# Document excerpt
----
Amazon did it again by capturing the highest share (17.5%) of Black Friday 2021 spending, according to Numerator. The total spending reflects all retailer banners across fast-moving consumer goods channels, eCommerce, apparel and specialty stores. Online sales accounted for 38.1% of overall sales on Black Friday, up 11.5 points from last year. Amazon was the top retailer for all generations except Gen Z, who spent more of their Black Friday dollars at Walmart (12.7%). 

Kroger adds new leadership on Private Label

Kroger appointed Juan De Paoli as vice president of its private label division. De Paoli previously served as senior vice president of private label for Ahold Delhaize. He also worked at private label manufacturer Topco Associates and as a director in H-E-B’s own brands department.

Toys R Us is back, and opening a flagship store

The two-level, 20,000-square-foot location at the American Dream megamall in New Jersey is set to open in the middle of December. Toys R Us is taking another shot at opening up a store in the United States after its comeback plans were thwarted earlier this year due to the Covid pandemic. In January 2021, the last two remaining Toys R Us stores in the U.S. closed as shopper visits to malls dropped off during the health crisis.
----
# Dataset content
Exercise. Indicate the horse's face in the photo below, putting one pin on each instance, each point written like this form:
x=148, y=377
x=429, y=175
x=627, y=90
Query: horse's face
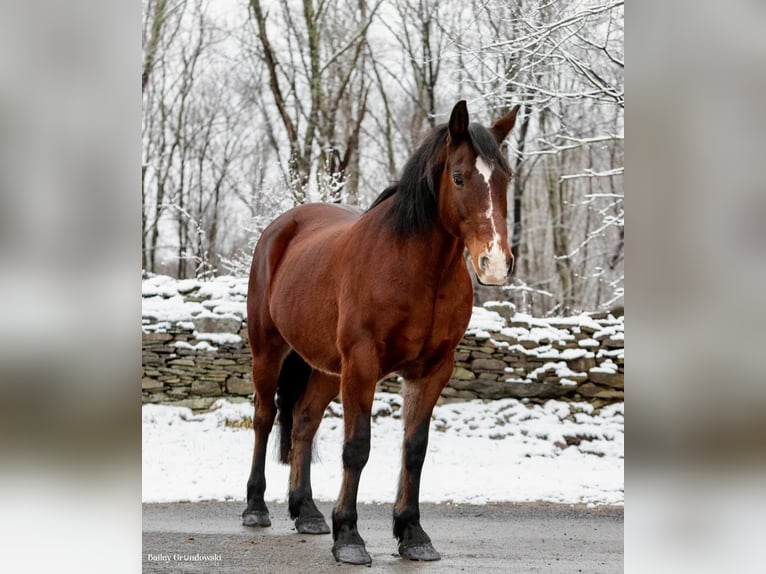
x=472, y=198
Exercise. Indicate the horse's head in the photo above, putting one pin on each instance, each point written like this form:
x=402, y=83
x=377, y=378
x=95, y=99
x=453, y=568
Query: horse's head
x=472, y=194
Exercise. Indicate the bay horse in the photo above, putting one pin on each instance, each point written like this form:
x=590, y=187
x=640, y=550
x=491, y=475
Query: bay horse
x=338, y=299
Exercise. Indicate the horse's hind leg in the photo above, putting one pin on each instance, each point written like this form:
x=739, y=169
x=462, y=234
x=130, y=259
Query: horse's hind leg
x=266, y=366
x=307, y=416
x=420, y=396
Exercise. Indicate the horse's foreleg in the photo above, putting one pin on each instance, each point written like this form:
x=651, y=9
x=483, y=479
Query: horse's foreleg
x=420, y=396
x=321, y=389
x=265, y=377
x=357, y=390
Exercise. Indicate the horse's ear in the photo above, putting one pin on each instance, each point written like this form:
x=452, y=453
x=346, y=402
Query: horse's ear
x=502, y=127
x=458, y=121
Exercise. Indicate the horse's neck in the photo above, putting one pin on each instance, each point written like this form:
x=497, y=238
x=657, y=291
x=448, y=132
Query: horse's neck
x=436, y=256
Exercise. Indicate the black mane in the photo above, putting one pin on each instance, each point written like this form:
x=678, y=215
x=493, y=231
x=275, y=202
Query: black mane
x=415, y=194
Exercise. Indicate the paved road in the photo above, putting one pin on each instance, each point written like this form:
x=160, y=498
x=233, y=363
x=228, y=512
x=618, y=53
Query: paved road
x=523, y=538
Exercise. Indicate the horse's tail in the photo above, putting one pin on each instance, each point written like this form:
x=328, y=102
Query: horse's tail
x=293, y=379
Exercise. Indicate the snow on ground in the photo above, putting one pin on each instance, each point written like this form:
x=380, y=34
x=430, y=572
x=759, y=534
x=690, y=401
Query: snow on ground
x=478, y=452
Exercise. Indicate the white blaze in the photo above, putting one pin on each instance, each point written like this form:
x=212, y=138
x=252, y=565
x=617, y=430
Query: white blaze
x=496, y=270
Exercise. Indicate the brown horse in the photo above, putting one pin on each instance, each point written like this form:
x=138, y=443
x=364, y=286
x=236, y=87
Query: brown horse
x=338, y=299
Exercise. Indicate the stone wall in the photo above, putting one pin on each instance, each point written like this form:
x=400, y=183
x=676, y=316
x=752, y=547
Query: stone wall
x=194, y=343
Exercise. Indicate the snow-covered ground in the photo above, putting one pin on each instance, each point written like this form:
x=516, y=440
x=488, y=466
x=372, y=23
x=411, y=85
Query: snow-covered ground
x=478, y=452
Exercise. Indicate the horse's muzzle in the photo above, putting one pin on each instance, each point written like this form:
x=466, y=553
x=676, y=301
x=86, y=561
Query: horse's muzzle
x=494, y=267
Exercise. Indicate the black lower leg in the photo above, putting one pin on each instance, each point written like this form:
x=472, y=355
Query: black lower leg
x=348, y=544
x=414, y=543
x=257, y=513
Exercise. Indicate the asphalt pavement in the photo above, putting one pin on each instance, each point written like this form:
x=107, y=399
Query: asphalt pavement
x=208, y=537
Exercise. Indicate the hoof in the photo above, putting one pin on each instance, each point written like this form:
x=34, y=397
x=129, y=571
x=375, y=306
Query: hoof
x=425, y=552
x=313, y=525
x=351, y=554
x=258, y=518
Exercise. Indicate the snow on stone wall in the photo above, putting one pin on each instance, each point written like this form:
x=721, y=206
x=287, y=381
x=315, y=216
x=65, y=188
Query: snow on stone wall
x=194, y=350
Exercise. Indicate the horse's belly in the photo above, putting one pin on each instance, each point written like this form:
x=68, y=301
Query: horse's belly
x=303, y=306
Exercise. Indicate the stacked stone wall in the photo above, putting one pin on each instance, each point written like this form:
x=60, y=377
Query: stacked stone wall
x=195, y=357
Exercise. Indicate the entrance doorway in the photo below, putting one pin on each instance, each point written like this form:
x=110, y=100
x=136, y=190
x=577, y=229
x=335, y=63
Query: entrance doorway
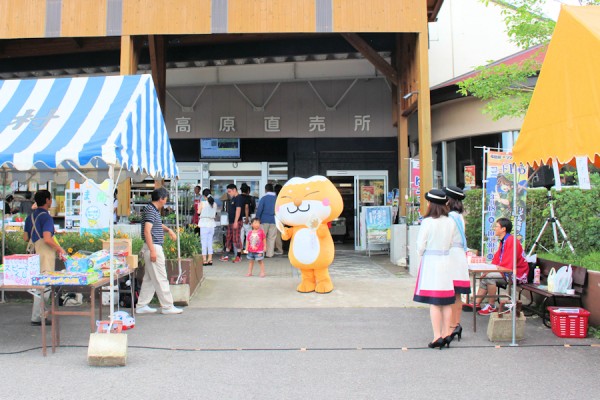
x=358, y=189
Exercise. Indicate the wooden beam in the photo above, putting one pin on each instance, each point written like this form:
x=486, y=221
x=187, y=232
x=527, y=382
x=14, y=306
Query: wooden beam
x=158, y=63
x=373, y=56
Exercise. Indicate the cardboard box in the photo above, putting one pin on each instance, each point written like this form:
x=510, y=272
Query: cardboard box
x=59, y=278
x=132, y=261
x=119, y=245
x=77, y=264
x=19, y=269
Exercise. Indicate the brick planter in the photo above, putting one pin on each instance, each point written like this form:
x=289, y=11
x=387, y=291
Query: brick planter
x=192, y=272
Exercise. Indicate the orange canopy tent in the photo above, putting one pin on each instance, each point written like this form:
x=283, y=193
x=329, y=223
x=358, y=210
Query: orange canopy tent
x=563, y=119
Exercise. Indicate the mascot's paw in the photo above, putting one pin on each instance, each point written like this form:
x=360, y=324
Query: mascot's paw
x=324, y=287
x=306, y=287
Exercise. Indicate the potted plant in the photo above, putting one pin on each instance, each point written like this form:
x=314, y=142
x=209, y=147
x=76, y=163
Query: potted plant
x=135, y=218
x=185, y=284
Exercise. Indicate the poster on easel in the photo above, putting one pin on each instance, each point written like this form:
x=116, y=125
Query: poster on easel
x=378, y=224
x=469, y=176
x=96, y=207
x=500, y=198
x=367, y=194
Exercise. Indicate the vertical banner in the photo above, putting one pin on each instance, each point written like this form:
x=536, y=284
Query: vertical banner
x=499, y=198
x=415, y=191
x=415, y=178
x=469, y=176
x=96, y=207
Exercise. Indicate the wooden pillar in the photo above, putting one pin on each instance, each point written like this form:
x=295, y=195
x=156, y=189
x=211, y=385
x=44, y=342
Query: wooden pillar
x=424, y=115
x=130, y=49
x=401, y=121
x=129, y=55
x=158, y=63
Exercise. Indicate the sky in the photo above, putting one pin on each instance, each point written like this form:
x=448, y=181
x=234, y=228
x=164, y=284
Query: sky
x=552, y=7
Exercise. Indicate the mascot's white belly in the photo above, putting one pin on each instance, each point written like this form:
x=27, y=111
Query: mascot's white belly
x=306, y=246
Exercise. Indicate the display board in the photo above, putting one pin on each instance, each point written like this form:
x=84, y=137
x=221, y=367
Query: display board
x=96, y=207
x=219, y=148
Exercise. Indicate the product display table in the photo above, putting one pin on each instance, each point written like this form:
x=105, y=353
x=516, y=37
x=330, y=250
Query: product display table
x=44, y=313
x=476, y=271
x=94, y=289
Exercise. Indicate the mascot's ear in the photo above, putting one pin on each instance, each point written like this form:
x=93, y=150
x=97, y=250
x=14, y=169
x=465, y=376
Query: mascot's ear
x=279, y=225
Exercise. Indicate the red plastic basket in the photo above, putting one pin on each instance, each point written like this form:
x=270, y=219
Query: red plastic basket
x=569, y=321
----
# What is expected
What does the retail news excerpt say from "Amazon did it" up to and including "at Walmart (12.7%)."? Repeat that stretch word for word.

# Result of this task
Amazon did it again by capturing the highest share (17.5%) of Black Friday 2021 spending, according to Numerator. The total spending reflects all retailer banners across fast-moving consumer goods channels, eCommerce, apparel and specialty stores. Online sales accounted for 38.1% of overall sales on Black Friday, up 11.5 points from last year. Amazon was the top retailer for all generations except Gen Z, who spent more of their Black Friday dollars at Walmart (12.7%).